> [REQUIREMENT] Give back each of the records below word for word, leaving out the pictures.

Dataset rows
-------------------------
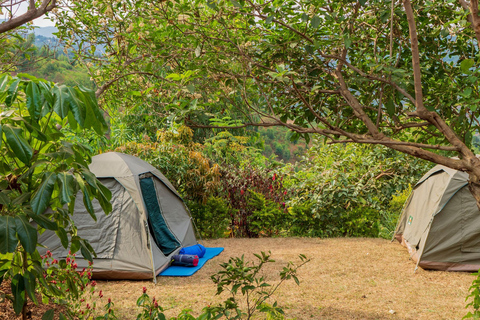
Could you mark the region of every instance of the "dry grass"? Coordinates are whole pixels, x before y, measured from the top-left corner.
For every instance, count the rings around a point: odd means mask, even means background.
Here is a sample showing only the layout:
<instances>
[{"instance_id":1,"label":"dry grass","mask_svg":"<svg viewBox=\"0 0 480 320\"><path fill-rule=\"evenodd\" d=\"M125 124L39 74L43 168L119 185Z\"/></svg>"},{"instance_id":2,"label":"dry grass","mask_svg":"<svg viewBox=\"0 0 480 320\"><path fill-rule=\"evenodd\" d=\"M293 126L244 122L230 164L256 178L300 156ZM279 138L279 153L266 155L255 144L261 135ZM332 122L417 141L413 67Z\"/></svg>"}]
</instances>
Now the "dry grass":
-------------------------
> [ANSWER FOR THE TASK]
Could you mark the region of every instance of the "dry grass"? Coordinates are whole pixels, x before y, measured from the top-left corner.
For every instance, count the rings around a point: odd means mask, even means background.
Here is a sample showing only the layout:
<instances>
[{"instance_id":1,"label":"dry grass","mask_svg":"<svg viewBox=\"0 0 480 320\"><path fill-rule=\"evenodd\" d=\"M125 124L39 74L43 168L119 185Z\"/></svg>"},{"instance_id":2,"label":"dry grass","mask_svg":"<svg viewBox=\"0 0 480 320\"><path fill-rule=\"evenodd\" d=\"M293 126L244 122L230 164L256 178L300 156ZM279 138L279 153L266 155L255 144L261 135ZM332 122L417 141L413 67Z\"/></svg>"}]
</instances>
Now the "dry grass":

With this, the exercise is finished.